[BEGIN Supplied text]
# Leopard Gecko and Leopard Tortoise.



## TortoiseBoy1999 (Sep 27, 2012)

My sister and me were wondering what would happen if I put my baby leopard tortoise in her Leopard gecko tank? We wouldn't do it but what would happen? We were really curious. The gecko is 3" long (including tale) and my baby Leopard is 3" long too. What would happen? This is just out of curiosity. Thanks fellow TFO members


----------



## Eweezyfosheezy (Sep 27, 2012)

No idea what would happen but no good could come of it.


----------



## Tortus (Sep 27, 2012)

Do they live in the same conditions in the wild? As in the same heat and humidity? If so I don't see where there would be a major problem since geckos and tortoises don't eat the same food. Geckos are insectivores, right?


----------



## TortoiseBoy1999 (Sep 28, 2012)

Tortus said:


> Do they live in the same conditions in the wild? As in the same heat and humidity? If so I don't see where there would be a major problem since geckos and tortoises don't eat the same food. Geckos are insectivores, right?



Yes they are.


----------



## CourtneyAndCarl (Sep 28, 2012)

They don't come from the same place though and in all honesty, geckos are kind of stupid and would probably chase the tortoise around just because it's moving.... which would probably stress out the tort.


----------



## TortoiseBoy1999 (Sep 28, 2012)

futureleopardtortoise said:


> They don't come from the same place though and in all honesty, geckos are kind of stupid and would probably chase the tortoise around just because it's moving.... which would probably stress out the tort.



I meant geckos are insectivores. And I don't think geckos are stupid :-/


----------



## KTyne (Sep 28, 2012)

#1- Geckos are NOT stupid and the Gecko wouldn't chase the Tortoise just because it was moving,
#2- I think it would stress out both animals to be honest because they aren't used to each other and don't see each other in the wild.
#3- Don't think that they would hurt each other but just get stressed out at first until they were used to each other.


----------



## StudentoftheReptile (Sep 28, 2012)

Honestly, I'd worry more about the tortoise harming the gecko. More than a few members here have reported their torts munching fledgling birds, prekilled mice, worms, small snakes, amphibians, etc. Tortoises are opportunistic animals in the wild, even the hebivores like leopards and sulcatas.

Your gecko could lose its tail, a toe, perhaps an entire limb to the curious tortoise.


----------



## TortoiseBoy1999 (Sep 29, 2012)

StudentoftheReptile said:


> Honestly, I'd worry more about the tortoise harming the gecko. More than a few members here have reported their torts munching fledgling birds, prekilled mice, worms, small snakes, amphibians, etc. Tortoises are opportunistic animals in the wild, even the hebivores like leopards and sulcatas.
> 
> Your gecko could lose its tail, a toe, perhaps an entire limb to the curious tortoise.



I guess. The tortoise is 3" long. This is all out of pure curiosity


----------



## CourtneyAndCarl (Sep 29, 2012)

Meh, my gecko is stupid, but I guess he's "special". I know for a fact he would go after the tortoise because it's moving, he "stalks" me all the time when I'm trying to spot clean his enclosure, thankfully his biting doesn't hurt or we'd have a problem. He's my first leopard gecko though and I suppose I just forget they don't all come from his crappy circumstances


----------



## EKLC (Sep 29, 2012)

I think the fact that one is from the south asian desert and the other is from african grasslands means you couldn't find conditions well-suited to both in the same enclosure. I don't think they would do anything to each other.


----------
[END Supplied text]
[BEGIN Listed entries]
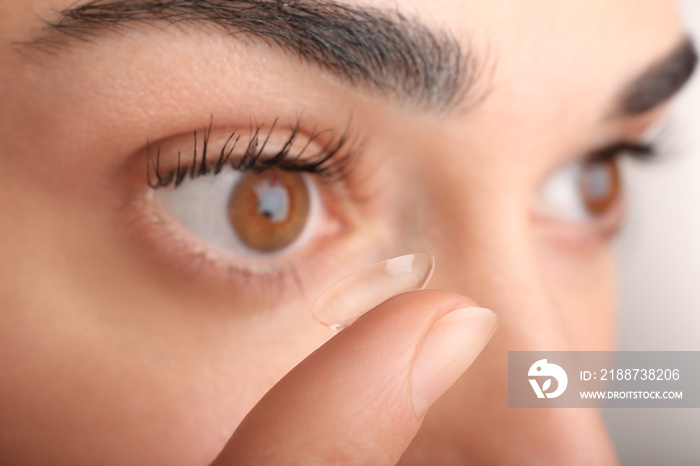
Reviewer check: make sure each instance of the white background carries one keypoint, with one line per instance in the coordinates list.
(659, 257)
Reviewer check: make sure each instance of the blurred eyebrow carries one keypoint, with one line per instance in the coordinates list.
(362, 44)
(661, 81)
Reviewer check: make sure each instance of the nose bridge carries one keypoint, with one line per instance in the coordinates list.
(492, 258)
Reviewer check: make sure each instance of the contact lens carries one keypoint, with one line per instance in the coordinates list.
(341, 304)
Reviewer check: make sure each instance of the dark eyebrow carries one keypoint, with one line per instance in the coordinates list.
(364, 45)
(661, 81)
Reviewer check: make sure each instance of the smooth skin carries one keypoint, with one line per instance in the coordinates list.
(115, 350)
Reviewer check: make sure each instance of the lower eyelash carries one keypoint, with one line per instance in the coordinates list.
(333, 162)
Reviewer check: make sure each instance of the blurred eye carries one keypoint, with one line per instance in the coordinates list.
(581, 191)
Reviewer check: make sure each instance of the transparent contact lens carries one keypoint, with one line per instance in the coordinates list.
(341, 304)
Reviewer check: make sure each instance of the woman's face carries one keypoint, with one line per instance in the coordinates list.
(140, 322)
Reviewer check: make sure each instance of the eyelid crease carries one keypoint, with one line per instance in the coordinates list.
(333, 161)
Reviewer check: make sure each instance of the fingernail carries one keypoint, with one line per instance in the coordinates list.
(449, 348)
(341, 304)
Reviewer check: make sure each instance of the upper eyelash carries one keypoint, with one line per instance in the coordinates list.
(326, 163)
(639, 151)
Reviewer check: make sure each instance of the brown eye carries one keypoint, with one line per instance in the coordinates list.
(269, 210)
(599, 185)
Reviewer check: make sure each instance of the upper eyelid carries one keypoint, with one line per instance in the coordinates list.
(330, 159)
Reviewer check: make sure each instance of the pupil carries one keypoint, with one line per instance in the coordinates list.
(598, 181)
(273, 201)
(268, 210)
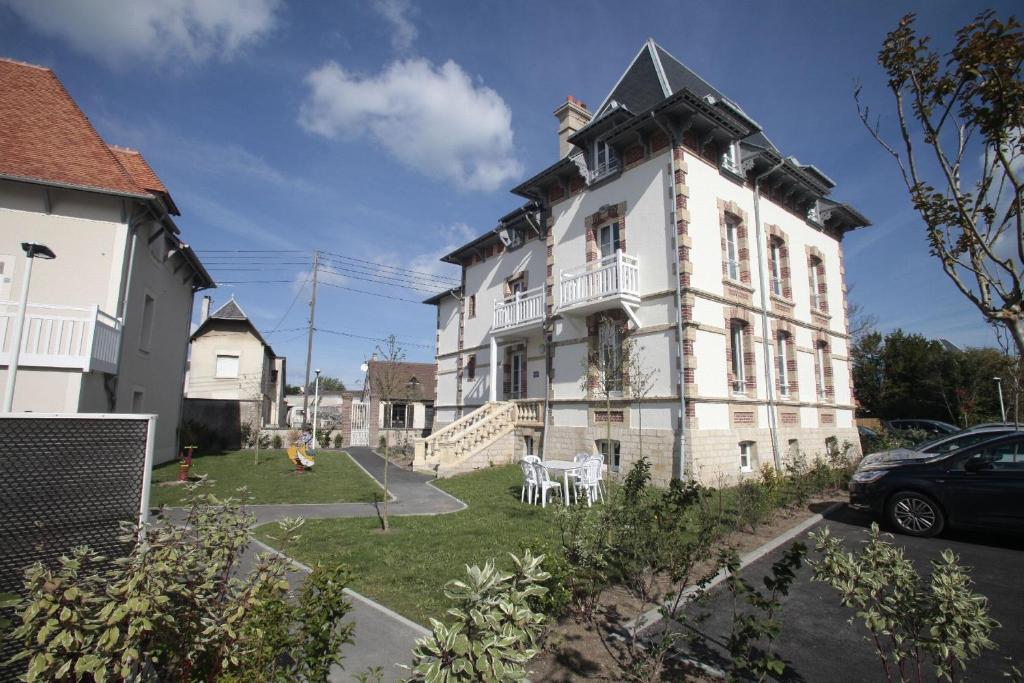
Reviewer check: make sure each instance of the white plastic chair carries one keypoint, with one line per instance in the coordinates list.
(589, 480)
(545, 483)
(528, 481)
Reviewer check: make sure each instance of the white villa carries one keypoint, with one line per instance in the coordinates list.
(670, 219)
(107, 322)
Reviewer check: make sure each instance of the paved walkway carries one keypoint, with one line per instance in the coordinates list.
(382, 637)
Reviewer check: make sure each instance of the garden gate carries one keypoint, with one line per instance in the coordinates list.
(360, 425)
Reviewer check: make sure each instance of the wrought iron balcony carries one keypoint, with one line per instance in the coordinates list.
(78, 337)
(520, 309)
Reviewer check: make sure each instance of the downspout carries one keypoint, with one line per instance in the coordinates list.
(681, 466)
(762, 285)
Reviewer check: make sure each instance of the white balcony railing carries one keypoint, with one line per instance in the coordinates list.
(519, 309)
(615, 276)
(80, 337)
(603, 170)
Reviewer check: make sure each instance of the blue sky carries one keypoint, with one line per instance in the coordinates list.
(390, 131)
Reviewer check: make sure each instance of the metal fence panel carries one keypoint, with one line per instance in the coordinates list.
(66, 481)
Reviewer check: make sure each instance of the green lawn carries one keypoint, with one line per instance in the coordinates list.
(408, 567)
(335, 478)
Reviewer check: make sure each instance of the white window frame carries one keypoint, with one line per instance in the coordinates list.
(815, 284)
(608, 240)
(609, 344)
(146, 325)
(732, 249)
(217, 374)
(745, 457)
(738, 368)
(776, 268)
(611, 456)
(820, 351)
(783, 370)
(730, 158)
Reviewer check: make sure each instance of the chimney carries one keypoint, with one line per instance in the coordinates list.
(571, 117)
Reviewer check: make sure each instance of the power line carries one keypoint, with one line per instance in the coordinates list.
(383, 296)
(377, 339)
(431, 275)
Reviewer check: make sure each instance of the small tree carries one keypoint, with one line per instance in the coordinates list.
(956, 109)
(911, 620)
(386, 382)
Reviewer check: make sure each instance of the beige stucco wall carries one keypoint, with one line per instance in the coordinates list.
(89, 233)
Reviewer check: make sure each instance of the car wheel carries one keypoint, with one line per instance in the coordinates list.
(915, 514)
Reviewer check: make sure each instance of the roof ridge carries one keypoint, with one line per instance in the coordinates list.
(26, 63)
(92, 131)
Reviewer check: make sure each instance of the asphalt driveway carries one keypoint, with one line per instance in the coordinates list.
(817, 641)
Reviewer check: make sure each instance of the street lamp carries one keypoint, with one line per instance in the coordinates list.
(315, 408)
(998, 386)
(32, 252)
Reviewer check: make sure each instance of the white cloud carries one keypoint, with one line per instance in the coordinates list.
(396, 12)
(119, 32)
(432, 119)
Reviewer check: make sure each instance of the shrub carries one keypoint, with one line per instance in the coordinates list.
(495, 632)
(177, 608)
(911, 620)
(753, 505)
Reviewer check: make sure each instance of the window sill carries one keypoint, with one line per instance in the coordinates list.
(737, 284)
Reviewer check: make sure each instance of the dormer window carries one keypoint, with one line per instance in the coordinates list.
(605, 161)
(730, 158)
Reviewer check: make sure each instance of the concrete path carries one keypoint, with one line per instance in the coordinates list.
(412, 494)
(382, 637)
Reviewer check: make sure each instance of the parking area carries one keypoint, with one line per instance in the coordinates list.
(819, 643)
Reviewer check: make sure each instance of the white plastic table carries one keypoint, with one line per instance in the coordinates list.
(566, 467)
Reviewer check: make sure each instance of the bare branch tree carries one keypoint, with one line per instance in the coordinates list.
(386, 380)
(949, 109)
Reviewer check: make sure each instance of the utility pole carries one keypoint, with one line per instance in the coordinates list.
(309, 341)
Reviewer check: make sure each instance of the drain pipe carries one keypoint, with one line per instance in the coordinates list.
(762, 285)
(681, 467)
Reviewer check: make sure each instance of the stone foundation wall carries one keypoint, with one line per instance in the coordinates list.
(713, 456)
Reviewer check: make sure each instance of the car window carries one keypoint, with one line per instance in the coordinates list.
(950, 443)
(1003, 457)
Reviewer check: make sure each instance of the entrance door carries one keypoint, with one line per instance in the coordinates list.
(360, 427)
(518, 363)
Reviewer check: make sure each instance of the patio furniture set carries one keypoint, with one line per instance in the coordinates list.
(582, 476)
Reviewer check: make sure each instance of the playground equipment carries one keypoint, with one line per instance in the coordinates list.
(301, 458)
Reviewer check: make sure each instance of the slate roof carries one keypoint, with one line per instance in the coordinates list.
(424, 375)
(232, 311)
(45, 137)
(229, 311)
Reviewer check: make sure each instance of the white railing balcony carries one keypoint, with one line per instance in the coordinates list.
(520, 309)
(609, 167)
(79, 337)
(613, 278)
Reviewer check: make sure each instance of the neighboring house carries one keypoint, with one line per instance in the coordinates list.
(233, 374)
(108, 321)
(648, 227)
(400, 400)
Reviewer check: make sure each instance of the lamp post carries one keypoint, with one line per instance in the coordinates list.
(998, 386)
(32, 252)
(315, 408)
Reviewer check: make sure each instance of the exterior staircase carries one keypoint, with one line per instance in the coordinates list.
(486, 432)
[END Listed entries]
**What is expected**
In the forum thread about the leopard gecko and leopard tortoise, what does StudentoftheReptile say the gecko could lose to the tortoise?

**Response to this task**
Its tail, a toe, or perhaps an entire limb.